▶ Challenge:
All of the data needs to be repeated exactly.

▶ Data entries:
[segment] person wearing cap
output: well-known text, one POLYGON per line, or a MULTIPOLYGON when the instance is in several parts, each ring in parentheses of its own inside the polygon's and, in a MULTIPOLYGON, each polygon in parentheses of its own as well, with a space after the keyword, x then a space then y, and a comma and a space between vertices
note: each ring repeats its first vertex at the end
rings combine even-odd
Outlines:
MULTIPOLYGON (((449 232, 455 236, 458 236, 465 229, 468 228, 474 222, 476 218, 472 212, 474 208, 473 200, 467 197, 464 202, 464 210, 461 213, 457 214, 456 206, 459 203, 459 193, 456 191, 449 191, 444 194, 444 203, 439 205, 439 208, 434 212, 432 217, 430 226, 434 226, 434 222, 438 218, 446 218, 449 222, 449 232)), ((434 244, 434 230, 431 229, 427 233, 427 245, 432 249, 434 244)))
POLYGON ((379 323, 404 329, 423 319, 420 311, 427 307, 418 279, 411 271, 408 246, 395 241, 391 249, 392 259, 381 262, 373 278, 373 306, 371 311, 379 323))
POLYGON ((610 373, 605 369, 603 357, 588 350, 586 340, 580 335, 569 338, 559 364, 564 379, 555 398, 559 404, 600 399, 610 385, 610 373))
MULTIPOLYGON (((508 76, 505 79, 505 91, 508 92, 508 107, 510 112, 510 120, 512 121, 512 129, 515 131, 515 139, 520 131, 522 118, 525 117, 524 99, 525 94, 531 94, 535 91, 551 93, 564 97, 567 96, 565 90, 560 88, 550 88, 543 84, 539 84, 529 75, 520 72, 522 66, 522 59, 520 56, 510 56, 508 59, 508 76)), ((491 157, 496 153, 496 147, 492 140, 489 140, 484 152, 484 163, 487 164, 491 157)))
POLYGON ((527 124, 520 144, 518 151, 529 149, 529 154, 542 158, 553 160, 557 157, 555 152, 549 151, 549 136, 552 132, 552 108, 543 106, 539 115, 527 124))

▶ Expected answer:
[segment] person wearing cap
output: well-known text, one POLYGON per line, or a MULTIPOLYGON when the instance is in several parts, each ring in parentheses of its own inside the polygon's and, in a MULTIPOLYGON, each polygon in parentheses of its own as well, with a space after the keyword, x then a space then y, and a comma and a space between vertices
note: each ring repeats its first vertex at the end
rings combine even-odd
Outlines:
MULTIPOLYGON (((449 232, 455 236, 458 236, 465 229, 468 228, 474 222, 476 218, 472 212, 474 208, 473 200, 467 197, 464 202, 464 210, 461 213, 457 214, 456 206, 459 203, 459 193, 456 191, 449 191, 444 194, 444 203, 439 205, 439 208, 434 212, 432 217, 430 226, 434 226, 434 222, 438 218, 446 218, 449 222, 449 232)), ((434 244, 434 230, 431 229, 427 233, 427 245, 432 249, 434 244)))
POLYGON ((379 323, 404 329, 423 319, 420 311, 427 307, 418 279, 411 271, 408 246, 395 241, 391 249, 392 259, 381 262, 373 278, 373 306, 371 311, 379 323))
POLYGON ((610 373, 605 369, 603 357, 588 350, 586 340, 580 335, 569 338, 559 364, 564 379, 555 398, 559 404, 600 399, 610 385, 610 373))
MULTIPOLYGON (((508 76, 505 79, 505 91, 508 92, 508 107, 510 112, 510 120, 512 121, 512 129, 515 131, 515 139, 520 131, 522 118, 525 117, 524 99, 525 94, 531 94, 535 91, 551 93, 564 97, 567 96, 565 90, 560 88, 550 88, 543 84, 539 84, 529 75, 520 72, 522 66, 522 59, 520 56, 510 56, 508 59, 508 76)), ((491 157, 496 153, 496 147, 492 140, 489 140, 484 152, 484 163, 487 164, 491 157)))
POLYGON ((527 124, 520 144, 518 151, 529 149, 529 154, 542 158, 553 160, 557 157, 555 152, 549 151, 549 136, 552 132, 552 108, 543 106, 539 115, 527 124))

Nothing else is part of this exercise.